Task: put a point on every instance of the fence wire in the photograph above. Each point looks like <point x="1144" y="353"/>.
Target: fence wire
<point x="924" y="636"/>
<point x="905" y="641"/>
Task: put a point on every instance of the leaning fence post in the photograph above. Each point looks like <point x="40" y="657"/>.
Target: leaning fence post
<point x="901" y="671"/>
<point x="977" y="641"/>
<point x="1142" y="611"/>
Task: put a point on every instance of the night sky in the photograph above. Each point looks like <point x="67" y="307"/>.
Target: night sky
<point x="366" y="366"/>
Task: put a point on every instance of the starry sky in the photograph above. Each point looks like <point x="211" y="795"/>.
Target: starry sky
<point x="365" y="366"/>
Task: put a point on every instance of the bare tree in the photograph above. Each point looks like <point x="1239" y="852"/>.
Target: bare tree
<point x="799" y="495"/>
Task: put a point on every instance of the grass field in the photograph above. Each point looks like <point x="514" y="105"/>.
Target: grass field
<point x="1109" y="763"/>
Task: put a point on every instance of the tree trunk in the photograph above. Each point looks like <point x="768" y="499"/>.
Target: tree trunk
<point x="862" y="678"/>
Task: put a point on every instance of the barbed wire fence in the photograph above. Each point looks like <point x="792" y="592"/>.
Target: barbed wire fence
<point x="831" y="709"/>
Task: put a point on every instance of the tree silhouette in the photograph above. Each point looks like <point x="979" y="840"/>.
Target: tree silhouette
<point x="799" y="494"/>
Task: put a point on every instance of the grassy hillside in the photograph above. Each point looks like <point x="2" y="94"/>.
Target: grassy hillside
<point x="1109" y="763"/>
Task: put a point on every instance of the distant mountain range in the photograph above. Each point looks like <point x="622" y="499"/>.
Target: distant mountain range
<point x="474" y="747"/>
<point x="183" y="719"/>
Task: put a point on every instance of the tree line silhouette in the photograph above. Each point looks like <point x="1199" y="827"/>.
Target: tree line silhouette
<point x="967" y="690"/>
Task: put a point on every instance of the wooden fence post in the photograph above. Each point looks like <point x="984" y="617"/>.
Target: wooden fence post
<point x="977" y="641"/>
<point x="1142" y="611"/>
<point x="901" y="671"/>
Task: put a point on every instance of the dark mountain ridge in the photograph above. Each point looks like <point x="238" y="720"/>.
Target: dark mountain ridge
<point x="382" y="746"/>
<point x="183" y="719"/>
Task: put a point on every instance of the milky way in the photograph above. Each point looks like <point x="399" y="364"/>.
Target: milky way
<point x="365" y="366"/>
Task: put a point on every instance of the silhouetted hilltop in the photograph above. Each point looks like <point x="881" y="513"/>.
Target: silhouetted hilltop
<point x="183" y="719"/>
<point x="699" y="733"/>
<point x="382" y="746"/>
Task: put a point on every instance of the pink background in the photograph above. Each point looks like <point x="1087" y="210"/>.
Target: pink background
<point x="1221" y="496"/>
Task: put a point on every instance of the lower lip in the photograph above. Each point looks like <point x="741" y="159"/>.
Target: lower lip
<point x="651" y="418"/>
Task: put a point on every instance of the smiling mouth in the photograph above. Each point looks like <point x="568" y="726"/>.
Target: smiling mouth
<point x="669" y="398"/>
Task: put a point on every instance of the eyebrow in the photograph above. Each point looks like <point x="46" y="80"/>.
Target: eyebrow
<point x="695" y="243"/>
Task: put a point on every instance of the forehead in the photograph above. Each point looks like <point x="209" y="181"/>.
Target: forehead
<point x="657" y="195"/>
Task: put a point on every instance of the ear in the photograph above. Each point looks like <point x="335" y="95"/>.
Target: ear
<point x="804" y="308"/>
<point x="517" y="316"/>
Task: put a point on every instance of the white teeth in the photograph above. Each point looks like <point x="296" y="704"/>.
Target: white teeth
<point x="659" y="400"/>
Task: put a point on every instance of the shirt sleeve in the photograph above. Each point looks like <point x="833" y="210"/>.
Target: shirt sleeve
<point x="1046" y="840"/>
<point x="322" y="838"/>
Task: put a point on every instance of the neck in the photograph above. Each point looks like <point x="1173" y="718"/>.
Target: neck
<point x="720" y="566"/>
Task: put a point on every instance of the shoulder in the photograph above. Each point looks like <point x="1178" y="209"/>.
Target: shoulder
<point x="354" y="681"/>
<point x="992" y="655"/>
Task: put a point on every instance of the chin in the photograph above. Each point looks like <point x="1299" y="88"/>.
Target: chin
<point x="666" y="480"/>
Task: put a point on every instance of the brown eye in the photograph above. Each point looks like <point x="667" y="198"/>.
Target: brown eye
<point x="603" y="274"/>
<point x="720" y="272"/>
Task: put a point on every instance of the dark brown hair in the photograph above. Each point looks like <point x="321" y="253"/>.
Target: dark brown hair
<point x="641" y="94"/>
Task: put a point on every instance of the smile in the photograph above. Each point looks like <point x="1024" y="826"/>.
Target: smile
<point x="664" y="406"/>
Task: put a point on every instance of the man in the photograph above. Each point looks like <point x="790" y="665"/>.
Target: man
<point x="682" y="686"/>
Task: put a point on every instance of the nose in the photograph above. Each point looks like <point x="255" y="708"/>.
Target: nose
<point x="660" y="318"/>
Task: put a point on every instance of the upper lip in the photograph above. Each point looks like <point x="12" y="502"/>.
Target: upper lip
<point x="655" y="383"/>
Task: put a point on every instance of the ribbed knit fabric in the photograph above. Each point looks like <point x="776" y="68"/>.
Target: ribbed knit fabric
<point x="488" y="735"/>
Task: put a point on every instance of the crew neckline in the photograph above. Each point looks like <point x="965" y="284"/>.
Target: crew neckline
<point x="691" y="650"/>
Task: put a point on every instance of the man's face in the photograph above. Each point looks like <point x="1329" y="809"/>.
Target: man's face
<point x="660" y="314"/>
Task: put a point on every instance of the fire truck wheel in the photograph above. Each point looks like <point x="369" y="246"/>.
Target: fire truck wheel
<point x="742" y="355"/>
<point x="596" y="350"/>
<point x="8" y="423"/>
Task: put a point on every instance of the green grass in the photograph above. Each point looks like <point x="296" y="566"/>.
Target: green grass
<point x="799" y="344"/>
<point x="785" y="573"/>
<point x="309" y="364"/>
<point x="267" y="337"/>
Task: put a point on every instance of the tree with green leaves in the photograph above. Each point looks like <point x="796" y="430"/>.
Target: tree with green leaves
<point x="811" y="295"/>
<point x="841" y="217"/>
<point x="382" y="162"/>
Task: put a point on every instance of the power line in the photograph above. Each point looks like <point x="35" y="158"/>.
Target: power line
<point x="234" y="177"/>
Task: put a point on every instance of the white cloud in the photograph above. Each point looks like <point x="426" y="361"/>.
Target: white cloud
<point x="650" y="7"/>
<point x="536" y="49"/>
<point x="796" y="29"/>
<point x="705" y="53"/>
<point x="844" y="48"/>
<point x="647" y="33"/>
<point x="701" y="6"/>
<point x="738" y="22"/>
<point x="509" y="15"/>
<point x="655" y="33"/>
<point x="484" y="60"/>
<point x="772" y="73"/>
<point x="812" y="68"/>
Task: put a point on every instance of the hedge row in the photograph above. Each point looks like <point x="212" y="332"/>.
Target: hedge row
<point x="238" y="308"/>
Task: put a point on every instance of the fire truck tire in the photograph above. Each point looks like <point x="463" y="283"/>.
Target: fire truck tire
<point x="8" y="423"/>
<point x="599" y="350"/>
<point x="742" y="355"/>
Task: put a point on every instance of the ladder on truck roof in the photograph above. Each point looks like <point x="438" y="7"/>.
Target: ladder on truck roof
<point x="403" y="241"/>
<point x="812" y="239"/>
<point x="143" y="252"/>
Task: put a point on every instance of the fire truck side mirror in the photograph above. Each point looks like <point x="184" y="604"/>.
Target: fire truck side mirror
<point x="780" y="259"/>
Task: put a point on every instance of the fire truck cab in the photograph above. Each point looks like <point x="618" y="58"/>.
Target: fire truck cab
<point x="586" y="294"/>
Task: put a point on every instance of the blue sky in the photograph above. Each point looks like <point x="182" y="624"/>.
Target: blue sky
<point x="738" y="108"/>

_WHAT YOU NEED TO DO_
Every line from the one containing "Task: put a point on every instance of the tree with" through the last line of the entries must be written out verbatim, and no other line.

_SOLUTION FOR THIS EXERCISE_
Task: put a point on every instance of the tree with green leaves in the photograph above. Each point looks like <point x="796" y="430"/>.
Target: tree with green leaves
<point x="811" y="295"/>
<point x="841" y="217"/>
<point x="382" y="162"/>
Task: put a point on every instance of the power line in the photograph above. Each point looks like <point x="35" y="158"/>.
Target: power line
<point x="234" y="177"/>
Task: put a point on every instance of the white cloud in the photograph above. Each point looks like <point x="426" y="361"/>.
Target: white cloud
<point x="650" y="7"/>
<point x="536" y="49"/>
<point x="796" y="29"/>
<point x="705" y="53"/>
<point x="844" y="48"/>
<point x="647" y="33"/>
<point x="701" y="6"/>
<point x="738" y="22"/>
<point x="509" y="15"/>
<point x="655" y="33"/>
<point x="484" y="60"/>
<point x="772" y="73"/>
<point x="812" y="68"/>
Task: put a point on every instance of the hedge row in the photograph above. Each point looks like <point x="212" y="332"/>.
Target: hedge row
<point x="238" y="308"/>
Task: put a point on every instance of the fire truck tire in the photograph above. Each point looks like <point x="463" y="283"/>.
Target: fire truck tire
<point x="8" y="423"/>
<point x="599" y="350"/>
<point x="742" y="355"/>
Task: put a point on every instance of the ladder on truck roof in the photograph above. Each point looks like <point x="438" y="7"/>.
Target: ladder on truck roof
<point x="403" y="241"/>
<point x="812" y="239"/>
<point x="143" y="252"/>
Task: put a point on every instance of the fire truck side mirror in the photograph above. Each point looks like <point x="184" y="604"/>.
Target: fire truck side mirror
<point x="780" y="259"/>
Task: put a point on every instance of the fire truck cab in the photograph above. Each point looks like <point x="618" y="58"/>.
Target: fire truck cab
<point x="586" y="294"/>
Task: put a point on every instance of the blue sky in the photograph above. Each point looks like <point x="182" y="624"/>.
Target: blue sky
<point x="738" y="108"/>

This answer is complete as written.